Entries:
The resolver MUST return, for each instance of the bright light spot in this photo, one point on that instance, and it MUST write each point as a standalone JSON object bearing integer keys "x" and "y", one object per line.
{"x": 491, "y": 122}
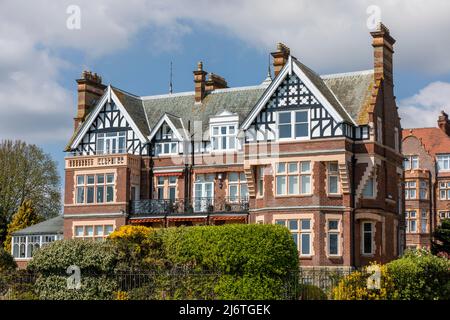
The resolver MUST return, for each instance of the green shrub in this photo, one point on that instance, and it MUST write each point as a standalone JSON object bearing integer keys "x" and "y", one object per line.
{"x": 250, "y": 287}
{"x": 89, "y": 256}
{"x": 311, "y": 292}
{"x": 7, "y": 263}
{"x": 96, "y": 261}
{"x": 232, "y": 249}
{"x": 421, "y": 275}
{"x": 254, "y": 261}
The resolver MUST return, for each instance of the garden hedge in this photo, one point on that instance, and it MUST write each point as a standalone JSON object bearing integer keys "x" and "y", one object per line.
{"x": 204, "y": 262}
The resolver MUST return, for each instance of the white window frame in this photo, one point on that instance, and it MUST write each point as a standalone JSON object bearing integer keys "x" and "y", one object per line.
{"x": 95, "y": 235}
{"x": 299, "y": 232}
{"x": 108, "y": 184}
{"x": 292, "y": 124}
{"x": 411, "y": 219}
{"x": 372, "y": 234}
{"x": 162, "y": 145}
{"x": 365, "y": 195}
{"x": 227, "y": 135}
{"x": 299, "y": 173}
{"x": 410, "y": 190}
{"x": 336, "y": 232}
{"x": 396, "y": 138}
{"x": 333, "y": 173}
{"x": 444, "y": 189}
{"x": 379, "y": 130}
{"x": 112, "y": 139}
{"x": 240, "y": 184}
{"x": 442, "y": 160}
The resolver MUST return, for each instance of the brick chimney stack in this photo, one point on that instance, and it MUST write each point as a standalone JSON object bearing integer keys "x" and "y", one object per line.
{"x": 215, "y": 82}
{"x": 199, "y": 80}
{"x": 443, "y": 123}
{"x": 90, "y": 89}
{"x": 383, "y": 51}
{"x": 280, "y": 57}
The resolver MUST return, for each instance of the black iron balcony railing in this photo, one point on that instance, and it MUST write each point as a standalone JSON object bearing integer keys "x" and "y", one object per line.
{"x": 194, "y": 206}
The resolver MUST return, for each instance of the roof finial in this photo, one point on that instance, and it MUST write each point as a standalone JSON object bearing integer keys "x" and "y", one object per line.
{"x": 170, "y": 82}
{"x": 269, "y": 72}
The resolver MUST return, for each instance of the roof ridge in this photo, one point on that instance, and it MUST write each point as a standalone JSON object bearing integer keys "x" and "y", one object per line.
{"x": 125, "y": 92}
{"x": 347, "y": 74}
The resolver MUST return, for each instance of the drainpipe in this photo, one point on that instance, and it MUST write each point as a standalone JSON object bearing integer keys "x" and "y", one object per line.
{"x": 353, "y": 206}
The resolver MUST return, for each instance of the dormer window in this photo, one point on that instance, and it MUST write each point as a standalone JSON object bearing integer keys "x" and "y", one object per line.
{"x": 111, "y": 142}
{"x": 223, "y": 137}
{"x": 166, "y": 148}
{"x": 293, "y": 125}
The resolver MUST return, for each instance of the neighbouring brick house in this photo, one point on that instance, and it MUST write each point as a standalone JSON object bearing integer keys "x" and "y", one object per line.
{"x": 427, "y": 180}
{"x": 319, "y": 154}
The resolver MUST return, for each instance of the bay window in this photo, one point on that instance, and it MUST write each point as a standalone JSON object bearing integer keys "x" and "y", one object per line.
{"x": 411, "y": 221}
{"x": 223, "y": 137}
{"x": 444, "y": 190}
{"x": 333, "y": 178}
{"x": 367, "y": 238}
{"x": 293, "y": 124}
{"x": 443, "y": 161}
{"x": 333, "y": 235}
{"x": 301, "y": 230}
{"x": 411, "y": 162}
{"x": 165, "y": 148}
{"x": 95, "y": 188}
{"x": 293, "y": 178}
{"x": 111, "y": 142}
{"x": 93, "y": 232}
{"x": 237, "y": 186}
{"x": 410, "y": 190}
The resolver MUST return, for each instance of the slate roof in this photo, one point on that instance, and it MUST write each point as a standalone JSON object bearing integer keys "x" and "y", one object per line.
{"x": 50, "y": 226}
{"x": 353, "y": 90}
{"x": 348, "y": 93}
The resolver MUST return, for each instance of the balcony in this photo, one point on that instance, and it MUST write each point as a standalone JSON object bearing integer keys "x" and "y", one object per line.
{"x": 165, "y": 207}
{"x": 108, "y": 160}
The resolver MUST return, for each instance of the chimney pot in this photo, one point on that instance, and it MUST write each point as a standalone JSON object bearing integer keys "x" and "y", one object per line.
{"x": 444, "y": 123}
{"x": 280, "y": 57}
{"x": 383, "y": 45}
{"x": 90, "y": 89}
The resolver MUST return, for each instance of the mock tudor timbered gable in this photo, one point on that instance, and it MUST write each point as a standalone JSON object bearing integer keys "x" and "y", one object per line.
{"x": 109, "y": 130}
{"x": 307, "y": 109}
{"x": 166, "y": 138}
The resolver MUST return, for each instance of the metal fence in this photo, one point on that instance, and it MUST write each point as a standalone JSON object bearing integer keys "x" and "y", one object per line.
{"x": 306, "y": 284}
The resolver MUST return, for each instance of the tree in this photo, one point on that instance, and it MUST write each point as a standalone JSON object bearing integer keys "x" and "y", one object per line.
{"x": 441, "y": 241}
{"x": 26, "y": 216}
{"x": 27, "y": 173}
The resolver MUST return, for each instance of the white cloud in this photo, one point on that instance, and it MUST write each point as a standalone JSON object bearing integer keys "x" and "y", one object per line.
{"x": 423, "y": 108}
{"x": 329, "y": 36}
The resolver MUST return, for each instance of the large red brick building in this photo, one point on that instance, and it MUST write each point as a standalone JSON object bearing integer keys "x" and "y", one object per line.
{"x": 427, "y": 180}
{"x": 319, "y": 154}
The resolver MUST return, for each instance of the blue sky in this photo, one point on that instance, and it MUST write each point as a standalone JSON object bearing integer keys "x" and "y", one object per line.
{"x": 130, "y": 44}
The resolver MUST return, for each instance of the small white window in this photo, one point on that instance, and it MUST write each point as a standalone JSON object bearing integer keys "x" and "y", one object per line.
{"x": 293, "y": 125}
{"x": 367, "y": 238}
{"x": 224, "y": 137}
{"x": 379, "y": 130}
{"x": 443, "y": 161}
{"x": 369, "y": 188}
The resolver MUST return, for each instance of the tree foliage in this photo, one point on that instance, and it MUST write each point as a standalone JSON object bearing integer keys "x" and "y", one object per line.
{"x": 417, "y": 275}
{"x": 27, "y": 173}
{"x": 441, "y": 238}
{"x": 26, "y": 216}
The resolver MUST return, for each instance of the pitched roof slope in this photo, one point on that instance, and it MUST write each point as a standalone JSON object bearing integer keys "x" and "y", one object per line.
{"x": 434, "y": 140}
{"x": 353, "y": 91}
{"x": 51, "y": 226}
{"x": 323, "y": 88}
{"x": 237, "y": 100}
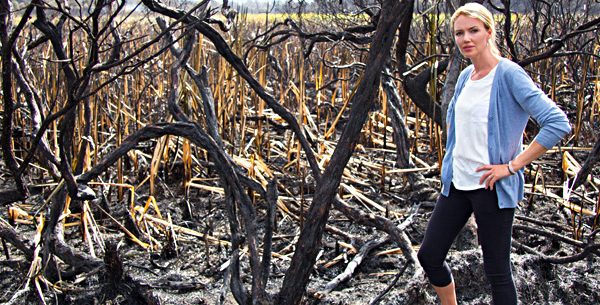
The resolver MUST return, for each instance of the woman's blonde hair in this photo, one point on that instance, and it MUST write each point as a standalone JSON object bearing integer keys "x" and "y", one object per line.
{"x": 478, "y": 11}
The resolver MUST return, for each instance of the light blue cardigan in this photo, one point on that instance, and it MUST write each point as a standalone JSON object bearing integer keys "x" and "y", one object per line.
{"x": 514, "y": 97}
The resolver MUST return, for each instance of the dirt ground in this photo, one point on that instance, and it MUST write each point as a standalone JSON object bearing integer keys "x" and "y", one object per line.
{"x": 197, "y": 273}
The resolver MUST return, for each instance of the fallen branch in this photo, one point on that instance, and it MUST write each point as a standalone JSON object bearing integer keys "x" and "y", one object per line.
{"x": 351, "y": 267}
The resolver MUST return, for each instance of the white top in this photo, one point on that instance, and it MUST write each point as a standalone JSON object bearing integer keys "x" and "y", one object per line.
{"x": 471, "y": 125}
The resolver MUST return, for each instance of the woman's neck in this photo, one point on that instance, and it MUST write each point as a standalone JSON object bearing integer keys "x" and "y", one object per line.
{"x": 483, "y": 65}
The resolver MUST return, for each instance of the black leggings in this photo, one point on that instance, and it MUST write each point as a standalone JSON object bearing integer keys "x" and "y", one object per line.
{"x": 494, "y": 228}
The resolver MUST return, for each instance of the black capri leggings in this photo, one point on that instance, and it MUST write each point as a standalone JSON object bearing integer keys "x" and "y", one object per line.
{"x": 494, "y": 228}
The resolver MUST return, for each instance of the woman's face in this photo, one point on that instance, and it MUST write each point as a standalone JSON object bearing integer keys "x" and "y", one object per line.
{"x": 471, "y": 36}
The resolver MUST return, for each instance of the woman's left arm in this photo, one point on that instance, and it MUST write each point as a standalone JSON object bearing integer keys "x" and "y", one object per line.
{"x": 553, "y": 122}
{"x": 496, "y": 172}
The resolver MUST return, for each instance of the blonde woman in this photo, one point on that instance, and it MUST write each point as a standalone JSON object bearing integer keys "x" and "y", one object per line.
{"x": 482, "y": 167}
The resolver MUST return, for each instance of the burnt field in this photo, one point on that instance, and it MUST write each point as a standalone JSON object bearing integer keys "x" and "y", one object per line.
{"x": 172, "y": 154}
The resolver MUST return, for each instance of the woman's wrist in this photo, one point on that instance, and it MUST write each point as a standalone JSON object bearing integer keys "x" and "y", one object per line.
{"x": 510, "y": 167}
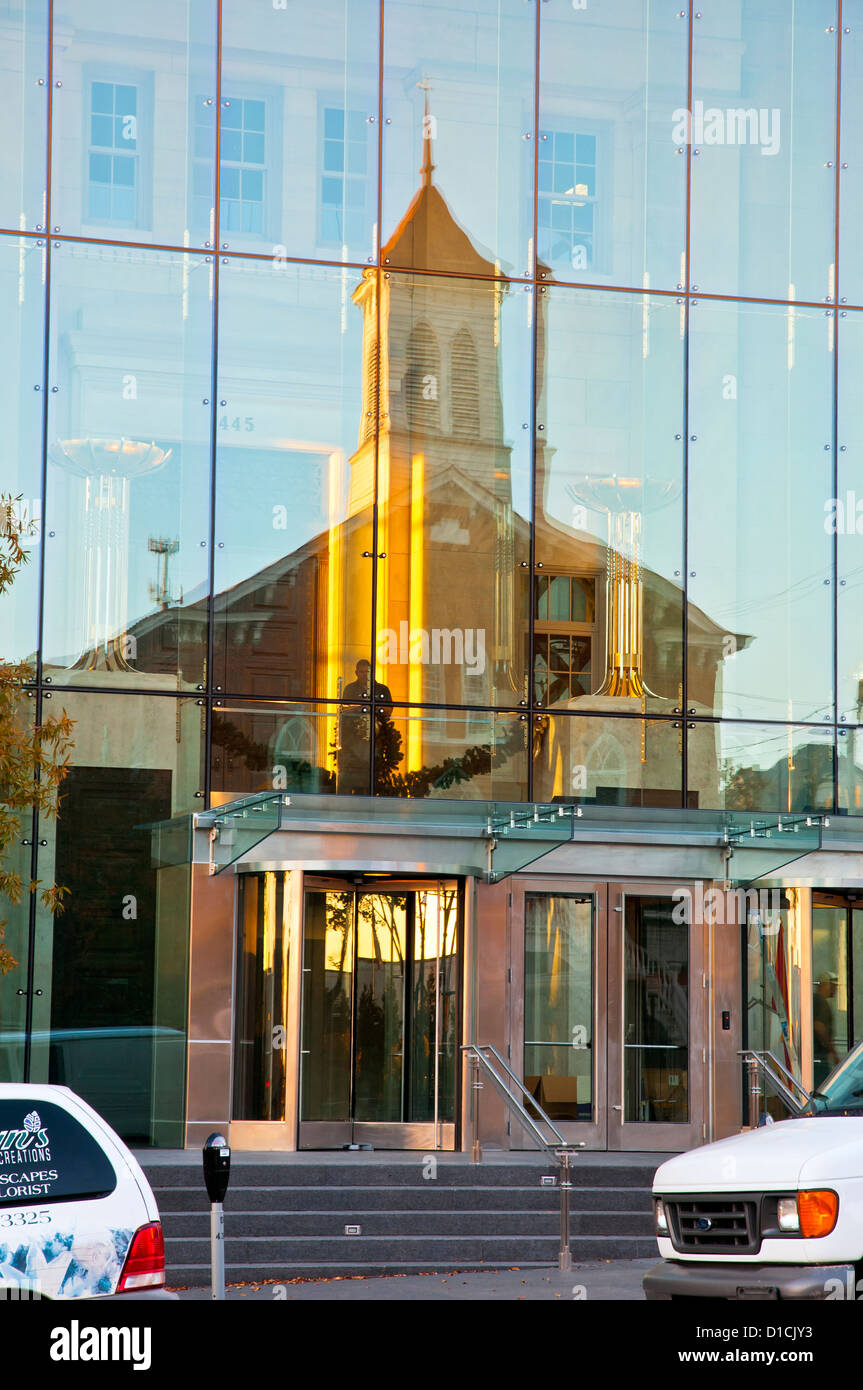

Problem description:
Collect every line in the items above that contains the string "brick" and copy each one in full.

Written solution:
The resolver MUST return, for each instance of the brick chimney stack in this photo, one point on that instance, and it MUST write each point as a standalone JSON object bearing integer keys "x" and "y", one object per line.
The resolver MUST return, for each instance of the neighbouring brick house in this photo, one point on that instance, and it MUST write each point as a standalone JSON object bearing integer keys "x" and "y", one object per line.
The resolver MUST return, for each instance of the large red brick building in this photo, one point on that instance, and it MUST write each point as a standalone JSON object bearing integer keys "x" and "y", one object per line.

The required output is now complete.